Requirement 1:
Answer these questions about the Crossref metadata discussion:
(a) What maximum string length does the schema allow for page numbers?
(b) What title does Dominika Tkaczyk hold?
(c) In what format did the commenter decide to collect citation information instead of the Crossref format?
Requirement 2:
Convert only the entries starting at the line containing "Task: place one keypoint per instance of the horse's hind" and running through the last line of the entries into a Markdown table. Include both of those lines, leave out blank lines, and use the columns Row and Line, with Row holding a running number.

* BEGIN Supplied text *

Quality metadata is foundational to the research nexus and all Crossref services. When inaccuracies creep in, these create problems that get compounded down the line. No wonder that reports of metadata errors from authors, members, and other metadata users are some of the most common messages we receive into the technical support team (we encourage you to continue to report these metadata errors).
This is a companion discussion topic for the original entry at https://www.crossref.org/blog/flies-in-your-metadata-ointment/
Thanks to all who took time to read the blog post! Was there anything about the research nexus and our explanation about how metadata (errors) gets amplified beyond Crossref into the scholarly ecosystem that was news to anyone? Reactions?
The blog post was quite good. I think part of the problem is inadequate schemas. If you take as an example, part of the problem may be due to the fact that the schema says a string of length up to 32 characters. Of course some page numbers could be roman numerals, so it’s natural that you might accept a string, but it also means that something like 121-123 is not caught as an error. There is a natural tension between trying to be as flexible as possible in allowing weird page numbers and then assuming that most people would use it in a given way. Sometimes it’s better to err on the side of a restrictive schema if you are really counting on that data for matching. In this case I suspect page numbers are diminishing in importance.
We have struggled in collecting author names correctly, because coauthors tend to be sloppy in how they write their coauthor’s name (authors themselves are sometimes sloppy). People also change their names, and some don’t have surnames. I recommend that everyone read “Falsehoods Programmers Believe About Names” to understand how complex it is.
Titles in computer science and mathematics are also problematic, because it is common to use mathematical terminology in a title, and essentially nobody uses MATHML correctly (authors use TeX, and there are no reliable translators). That makes matching on titles problematic. The JATS format accepts inline mathematics in either MATHML or TeX.
I am particularly concerned about the schema for , which is pretty loose (e.g., it only supports a single author name). I suspect that in the case where a DOI is included for a citation, then that is all you need. In the case where there is no DOI, it’s important to have a schema that accurately reflects what a citation would look like. Because of this, we have decided to collect citation information in the JATS format instead of the crossref format.
Hi @mccurley ,
Thanks for reading and your kind words. I also appreciate your follow-up comments.
I’d say that I agree with your comment about the diminishing importance of page numbers for matching, but… There were a few sentences in my blog post about this that I sought clarification on from Dominika Tkaczyk, our Head of Strategic Initiatives. She did tell me that if the pagination registered with us is incorrect, and differs from the pagination stated in the citation, the matching process has a harder job, so it is still part of our process, and, thus, important.
Yes, on the author names. I hadn’t read “Falsehoods Programmers Believe About Names,” but find it illuminating, much like I did Nguyen Tan Thai Hung’s tweets about naming conventions in Southeast Asia from earlier this year: https://twitter.com/hung_tt_nguyen/status/1503936865916919813?s=21. Thanks for sharing.
Here’s some examples of DOIs with MATHML in the title of the metadata record: https://api.crossref.org/works?query=mml:math&select=DOI,title - for those reading who want to see what you mean about the complications before us on matching with titles that include MATHML or LaTeX.
I suspect that in the case where a DOI is included for a citation, then that is all you need.

* END Supplied text *
* BEGIN Records for this exercise *

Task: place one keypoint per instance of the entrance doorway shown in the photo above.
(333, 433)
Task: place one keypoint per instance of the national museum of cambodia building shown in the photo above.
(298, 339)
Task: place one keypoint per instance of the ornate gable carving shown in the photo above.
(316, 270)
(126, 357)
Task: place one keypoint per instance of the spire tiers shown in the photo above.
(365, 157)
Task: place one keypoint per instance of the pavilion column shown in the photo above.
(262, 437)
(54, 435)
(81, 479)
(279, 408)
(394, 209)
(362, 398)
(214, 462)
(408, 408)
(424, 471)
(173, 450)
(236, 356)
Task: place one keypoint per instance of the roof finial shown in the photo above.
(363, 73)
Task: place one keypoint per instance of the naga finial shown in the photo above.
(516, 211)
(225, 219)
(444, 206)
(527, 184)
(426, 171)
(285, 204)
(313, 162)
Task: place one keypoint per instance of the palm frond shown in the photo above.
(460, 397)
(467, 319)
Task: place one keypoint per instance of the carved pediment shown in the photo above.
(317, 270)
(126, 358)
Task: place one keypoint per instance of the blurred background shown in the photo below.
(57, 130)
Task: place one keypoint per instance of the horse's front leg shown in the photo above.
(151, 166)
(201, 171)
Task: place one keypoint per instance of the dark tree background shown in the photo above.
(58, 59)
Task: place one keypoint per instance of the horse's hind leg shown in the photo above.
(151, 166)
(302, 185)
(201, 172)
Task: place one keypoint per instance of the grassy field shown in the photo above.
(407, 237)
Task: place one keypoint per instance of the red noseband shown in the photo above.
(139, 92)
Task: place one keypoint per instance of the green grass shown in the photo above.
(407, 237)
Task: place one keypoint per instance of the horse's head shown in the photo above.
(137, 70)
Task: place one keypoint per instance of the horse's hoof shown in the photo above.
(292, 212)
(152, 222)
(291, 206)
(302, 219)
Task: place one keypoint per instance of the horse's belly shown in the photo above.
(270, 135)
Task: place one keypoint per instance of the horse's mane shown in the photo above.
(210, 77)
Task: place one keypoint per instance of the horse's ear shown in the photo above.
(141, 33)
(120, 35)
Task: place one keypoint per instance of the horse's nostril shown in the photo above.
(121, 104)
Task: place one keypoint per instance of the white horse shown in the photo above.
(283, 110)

* END Records for this exercise *

Written solution 1:
(a) Up to 32 characters.
(b) Head of Strategic Initiatives.
(c) The JATS format.

Written solution 2:
| Row | Line |
|---|---|
| 1 | Task: place one keypoint per instance of the horse's hind leg shown in the photo above. |
| 2 | (151, 166) |
| 3 | (302, 185) |
| 4 | (201, 172) |
| 5 | Task: place one keypoint per instance of the grassy field shown in the photo above. |
| 6 | (407, 237) |
| 7 | Task: place one keypoint per instance of the red noseband shown in the photo above. |
| 8 | (139, 92) |
| 9 | Task: place one keypoint per instance of the green grass shown in the photo above. |
| 10 | (407, 237) |
| 11 | Task: place one keypoint per instance of the horse's head shown in the photo above. |
| 12 | (137, 70) |
| 13 | Task: place one keypoint per instance of the horse's hoof shown in the photo above. |
| 14 | (292, 212) |
| 15 | (152, 222) |
| 16 | (291, 206) |
| 17 | (302, 219) |
| 18 | Task: place one keypoint per instance of the horse's belly shown in the photo above. |
| 19 | (270, 135) |
| 20 | Task: place one keypoint per instance of the horse's mane shown in the photo above. |
| 21 | (210, 77) |
| 22 | Task: place one keypoint per instance of the horse's ear shown in the photo above. |
| 23 | (141, 33) |
| 24 | (120, 35) |
| 25 | Task: place one keypoint per instance of the horse's nostril shown in the photo above. |
| 26 | (121, 104) |
| 27 | Task: place one keypoint per instance of the white horse shown in the photo above. |
| 28 | (283, 110) |